Quoted passage:
****

Worried? You don’t have to be. If you can achieve customer trust, and keep it, then your business has a fighting chance. You will make mistakes, of course, but if you have done enough to win your customer’s trust, they might stick with you, provided you make amends. However, if you neglect your customers, make mistakes that can’t be easily rectified with a simple apology and a promise to do better, then your business will be in a precarious position. The onus is on you and the way you run your business.
How You Can Gain Your Customer’s Trust
1. Offer excellent customer service. To avoid negative word-of-mouth, be a business that engenders positive word-of-mouth instead. Whenever a customer (or potential customer) contacts you, talk to them with respect and politeness. When they make a complaint, deal with the issue in a fair manner. Should they make a query, don’t brush them off with a glib response. As a business owner, you need to be professional but kind. Your customer’s need to know that you have their best interests at heart; that they aren’t just a commodity to boost your company’s profits.
2. Use your website. For starters, your website needs to look professional. If it is littered with spelling mistakes and broken links, you aren’t going to win over the trust of anybody looking to buy from you. After all, if your website isn’t up to par, your site visitors might assume the same is true of the rest of your business. Secondly, use your website to attract positive feelings in the people who have stopped by to see what you have to offer. With the services of Corporate Photography, you can display pictures of happy staff and customers within your business. You can display testimonials from the people who have used your business in the past. And you can proudly display professional affiliations and certifications your business has achieved. If your website looks the part, and if you can display signs of success, you might well achieve trust from both your customers and your soon-to-be customers.

****

Set tasks:
**A.** Answer these questions from the page on customer trust:
(i) What should you not do when a customer makes a query?
(ii) Which two flaws on a website would keep it from winning anyone's trust?
(iii) If you make mistakes after winning a customer's trust, on what condition might they stick with you?
**B.** Translate this sentence from the page on customer trust into Spanish: "The onus is on you and the way you run your business."
The listing after this point is separate from the page on customer trust.

****

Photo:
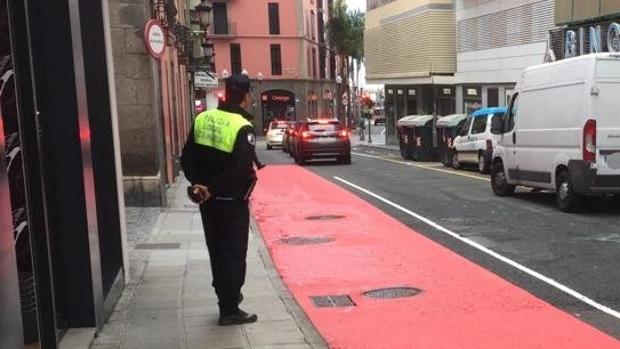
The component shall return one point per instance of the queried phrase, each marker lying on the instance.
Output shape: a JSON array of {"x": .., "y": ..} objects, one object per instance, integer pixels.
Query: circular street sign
[{"x": 155, "y": 38}]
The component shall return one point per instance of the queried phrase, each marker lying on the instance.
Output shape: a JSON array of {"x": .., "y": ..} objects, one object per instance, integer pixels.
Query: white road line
[
  {"x": 423, "y": 166},
  {"x": 476, "y": 245}
]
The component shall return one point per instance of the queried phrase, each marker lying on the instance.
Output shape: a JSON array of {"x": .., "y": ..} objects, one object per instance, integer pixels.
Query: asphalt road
[{"x": 556, "y": 256}]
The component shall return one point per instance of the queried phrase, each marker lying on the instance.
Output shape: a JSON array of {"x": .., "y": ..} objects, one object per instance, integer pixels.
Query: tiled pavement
[{"x": 169, "y": 302}]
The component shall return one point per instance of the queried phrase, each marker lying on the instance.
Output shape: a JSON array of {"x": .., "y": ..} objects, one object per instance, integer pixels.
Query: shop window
[
  {"x": 274, "y": 18},
  {"x": 276, "y": 60}
]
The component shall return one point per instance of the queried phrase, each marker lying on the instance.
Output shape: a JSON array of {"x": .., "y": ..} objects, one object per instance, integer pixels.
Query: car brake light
[{"x": 589, "y": 140}]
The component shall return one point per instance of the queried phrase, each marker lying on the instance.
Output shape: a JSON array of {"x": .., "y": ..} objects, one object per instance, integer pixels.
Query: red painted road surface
[{"x": 461, "y": 306}]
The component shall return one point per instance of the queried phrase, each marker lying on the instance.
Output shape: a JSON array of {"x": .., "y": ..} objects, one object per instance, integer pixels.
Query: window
[
  {"x": 276, "y": 60},
  {"x": 480, "y": 125},
  {"x": 493, "y": 97},
  {"x": 235, "y": 59},
  {"x": 274, "y": 18},
  {"x": 463, "y": 131},
  {"x": 314, "y": 70},
  {"x": 220, "y": 18},
  {"x": 312, "y": 21}
]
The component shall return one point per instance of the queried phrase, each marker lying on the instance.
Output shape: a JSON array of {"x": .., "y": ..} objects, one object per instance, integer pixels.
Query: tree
[{"x": 345, "y": 35}]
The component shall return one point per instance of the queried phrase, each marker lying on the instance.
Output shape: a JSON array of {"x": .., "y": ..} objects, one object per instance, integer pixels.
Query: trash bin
[
  {"x": 406, "y": 136},
  {"x": 447, "y": 128},
  {"x": 423, "y": 137}
]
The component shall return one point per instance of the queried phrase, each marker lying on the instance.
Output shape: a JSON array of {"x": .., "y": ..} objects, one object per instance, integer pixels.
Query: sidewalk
[
  {"x": 378, "y": 141},
  {"x": 170, "y": 303}
]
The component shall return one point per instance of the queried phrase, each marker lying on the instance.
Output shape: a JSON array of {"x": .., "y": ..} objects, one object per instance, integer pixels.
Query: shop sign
[
  {"x": 575, "y": 40},
  {"x": 155, "y": 38},
  {"x": 205, "y": 80},
  {"x": 472, "y": 91}
]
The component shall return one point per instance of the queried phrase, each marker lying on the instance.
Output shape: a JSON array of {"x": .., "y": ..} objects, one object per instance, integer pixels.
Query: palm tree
[{"x": 345, "y": 35}]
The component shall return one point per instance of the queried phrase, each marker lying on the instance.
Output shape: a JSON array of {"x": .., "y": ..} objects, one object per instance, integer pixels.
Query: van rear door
[{"x": 606, "y": 110}]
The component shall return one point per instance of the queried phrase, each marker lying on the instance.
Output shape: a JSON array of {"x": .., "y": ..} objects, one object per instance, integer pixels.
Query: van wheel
[
  {"x": 499, "y": 181},
  {"x": 567, "y": 199},
  {"x": 454, "y": 160},
  {"x": 483, "y": 167}
]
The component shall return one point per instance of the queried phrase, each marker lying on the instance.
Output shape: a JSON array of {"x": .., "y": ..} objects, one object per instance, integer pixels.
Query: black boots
[{"x": 238, "y": 318}]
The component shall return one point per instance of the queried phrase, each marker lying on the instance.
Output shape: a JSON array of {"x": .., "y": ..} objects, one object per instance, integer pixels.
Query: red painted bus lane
[{"x": 461, "y": 305}]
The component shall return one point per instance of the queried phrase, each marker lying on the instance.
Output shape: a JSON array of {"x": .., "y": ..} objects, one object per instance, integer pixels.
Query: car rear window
[
  {"x": 279, "y": 125},
  {"x": 332, "y": 126}
]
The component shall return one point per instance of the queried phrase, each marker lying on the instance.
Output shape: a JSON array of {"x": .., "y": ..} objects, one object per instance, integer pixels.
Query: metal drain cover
[
  {"x": 159, "y": 246},
  {"x": 325, "y": 217},
  {"x": 393, "y": 292},
  {"x": 336, "y": 301},
  {"x": 300, "y": 240}
]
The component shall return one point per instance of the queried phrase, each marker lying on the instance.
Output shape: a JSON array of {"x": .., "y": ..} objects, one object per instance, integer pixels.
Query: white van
[{"x": 562, "y": 131}]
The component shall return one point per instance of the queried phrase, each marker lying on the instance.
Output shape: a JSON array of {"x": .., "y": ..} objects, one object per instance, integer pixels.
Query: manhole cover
[
  {"x": 160, "y": 246},
  {"x": 335, "y": 301},
  {"x": 325, "y": 217},
  {"x": 299, "y": 240},
  {"x": 393, "y": 292}
]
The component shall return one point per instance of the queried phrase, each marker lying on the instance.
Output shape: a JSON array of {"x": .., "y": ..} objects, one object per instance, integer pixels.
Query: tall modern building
[
  {"x": 410, "y": 48},
  {"x": 496, "y": 40},
  {"x": 281, "y": 45},
  {"x": 586, "y": 26}
]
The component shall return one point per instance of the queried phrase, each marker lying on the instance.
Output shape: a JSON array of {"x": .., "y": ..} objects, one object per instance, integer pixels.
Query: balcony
[{"x": 223, "y": 31}]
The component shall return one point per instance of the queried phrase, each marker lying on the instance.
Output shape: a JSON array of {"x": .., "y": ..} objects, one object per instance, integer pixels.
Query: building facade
[
  {"x": 585, "y": 27},
  {"x": 62, "y": 243},
  {"x": 281, "y": 45},
  {"x": 410, "y": 48},
  {"x": 496, "y": 41},
  {"x": 154, "y": 96}
]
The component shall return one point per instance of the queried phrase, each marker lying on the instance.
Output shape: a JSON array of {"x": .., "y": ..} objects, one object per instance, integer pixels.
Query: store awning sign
[
  {"x": 204, "y": 79},
  {"x": 155, "y": 38}
]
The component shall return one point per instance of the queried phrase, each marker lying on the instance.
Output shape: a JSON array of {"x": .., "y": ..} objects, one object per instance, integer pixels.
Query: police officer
[{"x": 218, "y": 160}]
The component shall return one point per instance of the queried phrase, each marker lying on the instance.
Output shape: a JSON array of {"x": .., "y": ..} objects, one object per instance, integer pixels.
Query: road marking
[
  {"x": 426, "y": 167},
  {"x": 496, "y": 255}
]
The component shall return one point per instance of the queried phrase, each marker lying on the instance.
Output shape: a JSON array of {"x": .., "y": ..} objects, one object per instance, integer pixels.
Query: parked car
[
  {"x": 288, "y": 134},
  {"x": 475, "y": 142},
  {"x": 562, "y": 131},
  {"x": 378, "y": 117},
  {"x": 323, "y": 138},
  {"x": 275, "y": 133},
  {"x": 292, "y": 142}
]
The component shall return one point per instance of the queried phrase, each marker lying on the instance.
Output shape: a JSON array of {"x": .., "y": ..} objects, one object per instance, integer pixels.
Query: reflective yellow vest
[{"x": 218, "y": 129}]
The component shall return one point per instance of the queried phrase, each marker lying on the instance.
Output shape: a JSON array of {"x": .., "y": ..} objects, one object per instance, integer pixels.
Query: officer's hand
[{"x": 202, "y": 192}]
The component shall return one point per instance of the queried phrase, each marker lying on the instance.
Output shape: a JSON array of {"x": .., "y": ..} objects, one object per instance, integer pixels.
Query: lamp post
[{"x": 338, "y": 96}]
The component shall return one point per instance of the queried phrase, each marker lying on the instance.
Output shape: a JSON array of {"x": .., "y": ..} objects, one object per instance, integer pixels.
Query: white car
[
  {"x": 562, "y": 131},
  {"x": 474, "y": 142},
  {"x": 275, "y": 133}
]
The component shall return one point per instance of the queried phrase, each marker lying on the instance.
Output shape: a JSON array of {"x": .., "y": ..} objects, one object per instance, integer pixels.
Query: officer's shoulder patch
[{"x": 251, "y": 139}]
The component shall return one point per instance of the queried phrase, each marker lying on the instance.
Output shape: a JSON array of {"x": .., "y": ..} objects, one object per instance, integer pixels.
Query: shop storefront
[{"x": 61, "y": 232}]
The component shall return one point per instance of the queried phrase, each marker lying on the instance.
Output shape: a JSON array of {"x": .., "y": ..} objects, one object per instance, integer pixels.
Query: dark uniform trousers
[{"x": 226, "y": 224}]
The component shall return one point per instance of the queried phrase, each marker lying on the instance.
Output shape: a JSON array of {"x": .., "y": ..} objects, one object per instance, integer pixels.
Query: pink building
[{"x": 282, "y": 46}]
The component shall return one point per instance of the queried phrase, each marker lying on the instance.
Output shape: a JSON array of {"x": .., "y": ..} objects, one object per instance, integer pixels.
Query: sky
[{"x": 357, "y": 5}]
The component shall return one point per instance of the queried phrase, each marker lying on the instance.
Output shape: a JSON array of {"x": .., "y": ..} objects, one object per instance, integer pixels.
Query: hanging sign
[
  {"x": 205, "y": 80},
  {"x": 155, "y": 38}
]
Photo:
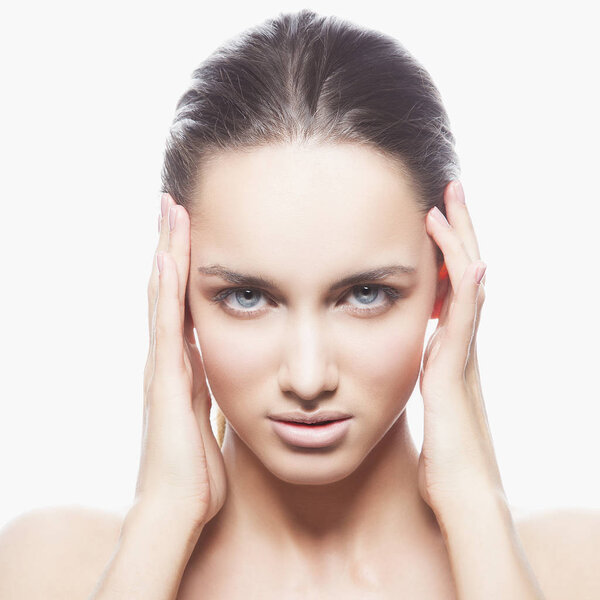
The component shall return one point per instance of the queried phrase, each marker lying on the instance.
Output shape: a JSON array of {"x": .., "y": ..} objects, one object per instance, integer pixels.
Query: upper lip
[{"x": 300, "y": 417}]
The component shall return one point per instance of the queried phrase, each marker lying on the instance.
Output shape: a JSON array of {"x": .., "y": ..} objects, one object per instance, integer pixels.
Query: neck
[{"x": 378, "y": 505}]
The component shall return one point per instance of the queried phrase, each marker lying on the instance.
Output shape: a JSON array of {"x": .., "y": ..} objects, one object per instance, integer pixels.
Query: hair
[{"x": 307, "y": 77}]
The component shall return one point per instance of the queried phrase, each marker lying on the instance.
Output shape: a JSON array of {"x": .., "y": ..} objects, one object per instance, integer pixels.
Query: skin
[{"x": 306, "y": 216}]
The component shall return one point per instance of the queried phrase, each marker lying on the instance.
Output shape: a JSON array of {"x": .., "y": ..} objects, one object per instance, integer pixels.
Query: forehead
[{"x": 306, "y": 206}]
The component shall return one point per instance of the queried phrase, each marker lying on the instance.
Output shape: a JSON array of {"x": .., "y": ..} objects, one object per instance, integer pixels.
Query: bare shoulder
[
  {"x": 563, "y": 548},
  {"x": 56, "y": 552}
]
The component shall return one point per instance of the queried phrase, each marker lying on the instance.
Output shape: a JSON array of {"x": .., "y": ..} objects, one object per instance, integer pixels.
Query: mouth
[{"x": 312, "y": 435}]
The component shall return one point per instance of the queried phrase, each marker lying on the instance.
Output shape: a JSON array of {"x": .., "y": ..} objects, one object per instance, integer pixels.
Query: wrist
[
  {"x": 155, "y": 514},
  {"x": 478, "y": 501}
]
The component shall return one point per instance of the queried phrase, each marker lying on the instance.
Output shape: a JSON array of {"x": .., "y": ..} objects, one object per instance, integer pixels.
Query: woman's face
[{"x": 305, "y": 218}]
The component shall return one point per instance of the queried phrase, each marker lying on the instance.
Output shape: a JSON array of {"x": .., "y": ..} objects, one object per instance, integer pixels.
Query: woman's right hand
[{"x": 181, "y": 463}]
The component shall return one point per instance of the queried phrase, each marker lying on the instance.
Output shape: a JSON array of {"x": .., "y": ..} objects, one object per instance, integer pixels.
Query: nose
[{"x": 307, "y": 367}]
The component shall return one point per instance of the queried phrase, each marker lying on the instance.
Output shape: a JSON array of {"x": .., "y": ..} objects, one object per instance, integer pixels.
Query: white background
[{"x": 89, "y": 92}]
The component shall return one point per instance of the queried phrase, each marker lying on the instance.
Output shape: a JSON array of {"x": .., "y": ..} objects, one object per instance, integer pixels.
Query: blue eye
[{"x": 366, "y": 294}]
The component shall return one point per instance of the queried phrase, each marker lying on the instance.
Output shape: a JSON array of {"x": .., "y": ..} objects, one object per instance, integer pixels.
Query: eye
[
  {"x": 371, "y": 298},
  {"x": 367, "y": 295}
]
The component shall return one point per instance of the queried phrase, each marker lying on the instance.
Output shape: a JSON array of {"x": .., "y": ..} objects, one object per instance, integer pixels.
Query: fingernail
[
  {"x": 172, "y": 217},
  {"x": 438, "y": 215},
  {"x": 459, "y": 192}
]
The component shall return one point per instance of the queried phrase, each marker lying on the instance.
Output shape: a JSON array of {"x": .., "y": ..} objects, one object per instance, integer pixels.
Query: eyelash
[{"x": 392, "y": 295}]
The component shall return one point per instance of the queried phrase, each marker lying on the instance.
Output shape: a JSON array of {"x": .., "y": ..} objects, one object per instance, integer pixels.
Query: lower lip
[{"x": 311, "y": 436}]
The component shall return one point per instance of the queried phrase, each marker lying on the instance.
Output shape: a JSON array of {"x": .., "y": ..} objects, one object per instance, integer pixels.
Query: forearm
[
  {"x": 486, "y": 555},
  {"x": 150, "y": 558}
]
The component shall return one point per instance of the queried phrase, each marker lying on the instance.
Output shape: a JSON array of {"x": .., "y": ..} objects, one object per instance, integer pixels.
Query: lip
[
  {"x": 311, "y": 436},
  {"x": 302, "y": 417}
]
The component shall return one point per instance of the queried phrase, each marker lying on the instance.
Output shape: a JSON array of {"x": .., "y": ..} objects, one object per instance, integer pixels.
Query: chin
[{"x": 302, "y": 466}]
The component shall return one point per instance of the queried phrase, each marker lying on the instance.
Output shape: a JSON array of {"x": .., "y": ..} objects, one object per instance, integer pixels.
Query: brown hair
[{"x": 303, "y": 76}]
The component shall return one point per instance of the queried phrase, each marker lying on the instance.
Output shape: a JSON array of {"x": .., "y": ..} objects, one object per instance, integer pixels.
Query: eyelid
[{"x": 392, "y": 295}]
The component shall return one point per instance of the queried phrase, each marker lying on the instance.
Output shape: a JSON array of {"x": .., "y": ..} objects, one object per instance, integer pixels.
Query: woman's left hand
[{"x": 457, "y": 458}]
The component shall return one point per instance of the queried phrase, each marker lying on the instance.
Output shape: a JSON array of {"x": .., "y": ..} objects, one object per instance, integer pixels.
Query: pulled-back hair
[{"x": 307, "y": 77}]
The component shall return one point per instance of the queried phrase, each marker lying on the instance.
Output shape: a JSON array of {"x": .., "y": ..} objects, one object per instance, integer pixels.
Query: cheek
[
  {"x": 233, "y": 358},
  {"x": 389, "y": 359}
]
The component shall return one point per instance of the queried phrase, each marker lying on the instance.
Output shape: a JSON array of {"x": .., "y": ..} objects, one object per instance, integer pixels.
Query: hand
[
  {"x": 457, "y": 458},
  {"x": 181, "y": 462}
]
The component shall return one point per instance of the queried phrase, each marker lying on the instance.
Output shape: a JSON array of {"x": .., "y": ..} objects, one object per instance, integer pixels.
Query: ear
[{"x": 441, "y": 292}]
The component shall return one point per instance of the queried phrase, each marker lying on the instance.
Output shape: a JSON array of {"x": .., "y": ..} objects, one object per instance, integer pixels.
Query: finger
[
  {"x": 179, "y": 248},
  {"x": 168, "y": 335},
  {"x": 461, "y": 325},
  {"x": 449, "y": 242},
  {"x": 162, "y": 245},
  {"x": 460, "y": 219}
]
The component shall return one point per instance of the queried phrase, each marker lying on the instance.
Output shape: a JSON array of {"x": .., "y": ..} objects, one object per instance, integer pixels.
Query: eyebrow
[{"x": 244, "y": 279}]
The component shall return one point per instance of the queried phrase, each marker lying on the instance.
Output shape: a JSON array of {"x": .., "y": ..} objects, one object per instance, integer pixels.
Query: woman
[{"x": 312, "y": 223}]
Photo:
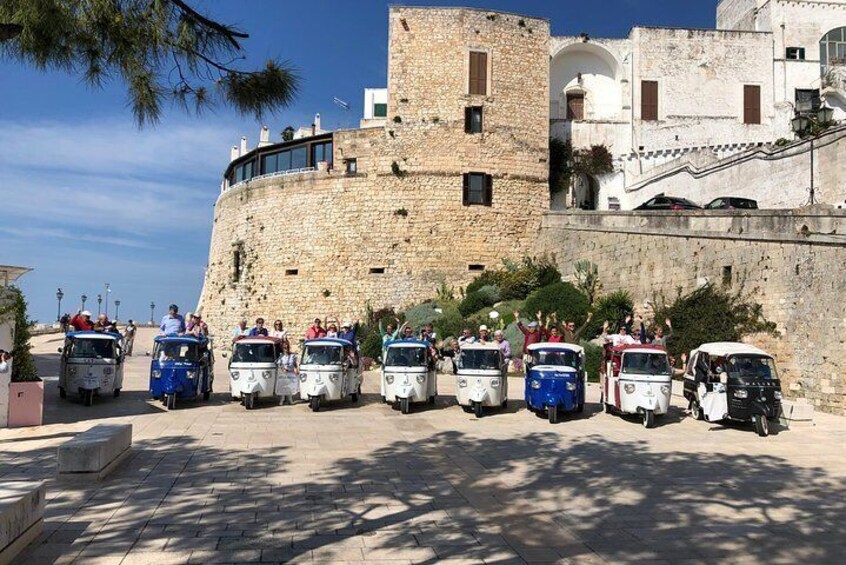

****

Task results:
**A.**
(i) Brush them off with a glib response.
(ii) Spelling mistakes and broken links.
(iii) Provided you make amends.

**B.** La responsabilidad recae en usted y en la forma en que dirige su negocio.